TO DO:
Copy the part of the listing from the line containing "Where can the woman" through the end of the listing, with the requests included. Scale every x and y coordinate in the answers by 1.75 and round to whole numbers, rounding halves up.
**** DATA SECTION ****
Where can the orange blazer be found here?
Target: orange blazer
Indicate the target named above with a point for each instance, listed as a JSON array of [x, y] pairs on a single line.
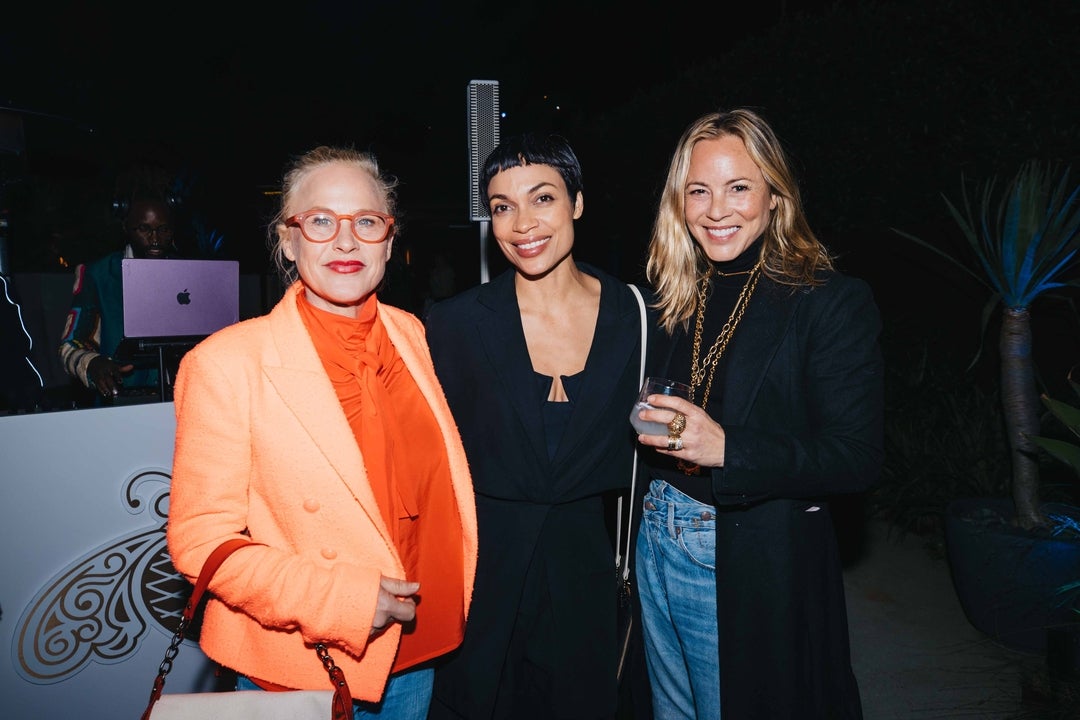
[[262, 448]]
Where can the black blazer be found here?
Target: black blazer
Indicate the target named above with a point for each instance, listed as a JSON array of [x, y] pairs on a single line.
[[802, 410], [544, 546]]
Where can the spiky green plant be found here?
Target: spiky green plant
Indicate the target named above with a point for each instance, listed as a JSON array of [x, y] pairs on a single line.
[[1024, 242]]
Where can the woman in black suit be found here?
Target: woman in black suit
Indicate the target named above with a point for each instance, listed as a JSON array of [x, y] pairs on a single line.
[[781, 353], [540, 367]]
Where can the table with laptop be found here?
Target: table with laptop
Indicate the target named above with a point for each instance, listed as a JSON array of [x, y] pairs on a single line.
****
ANSWER FOR THIS EXERCISE:
Where can the woman in black suit be found here?
Target: woman in black suit
Indicate the target named above with a point for each instance, listed as a JSON array of [x, y] pairs on a single line.
[[1367, 618], [945, 642]]
Where can the table with laptop be found here?
Target: table with laptop
Indicate the target named above with a point for each instance, listed as a JSON array of [x, y] pairs on a single line.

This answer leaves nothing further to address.